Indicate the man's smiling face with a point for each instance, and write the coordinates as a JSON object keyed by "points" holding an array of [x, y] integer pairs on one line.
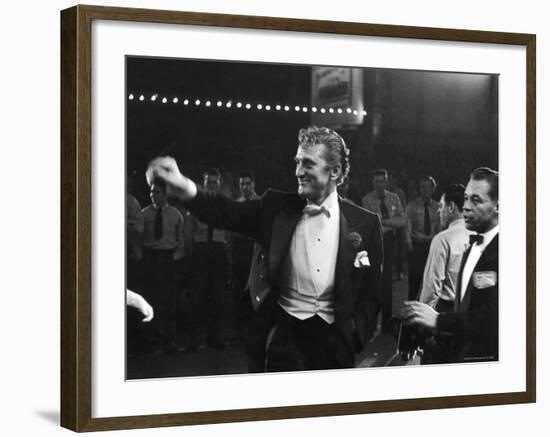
{"points": [[316, 180]]}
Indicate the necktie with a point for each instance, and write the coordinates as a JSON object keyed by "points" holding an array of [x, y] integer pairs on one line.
{"points": [[427, 224], [384, 209], [476, 238], [312, 210], [158, 225]]}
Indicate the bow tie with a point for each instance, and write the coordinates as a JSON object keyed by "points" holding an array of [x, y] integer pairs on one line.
{"points": [[476, 238], [312, 210]]}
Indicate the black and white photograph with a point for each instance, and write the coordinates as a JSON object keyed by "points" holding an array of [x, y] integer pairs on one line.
{"points": [[289, 218]]}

----

--- PROBLEM REQUIREMENTS ---
Retype the records above line for line and exactly, omitting their pictures.

--- RESULT OF THE TASK ---
Indicate the man's smiling face with a point for each instance, and write the coordinates as a JSON object keyed by "points" holding an array of [x, y] integer pairs on one line.
{"points": [[316, 180]]}
Indicate the necktie with a point for each instance, and write the coordinates as a JSON object keyed by "points" holding an array of [x, y] integer pairs on one line.
{"points": [[427, 224], [384, 209], [476, 238], [312, 210], [158, 225]]}
Indicate the bow tie with a point for each instance, and write the coordinates as a JSON object keyed by "points" holding an array of [x, y] integer pairs on one line.
{"points": [[476, 238], [312, 210]]}
Indicate the black and white photograph with a point for each instance, and write the coordinates as a JSON object keyed by "points" holding an array of [x, y] integer pairs on one line.
{"points": [[289, 218]]}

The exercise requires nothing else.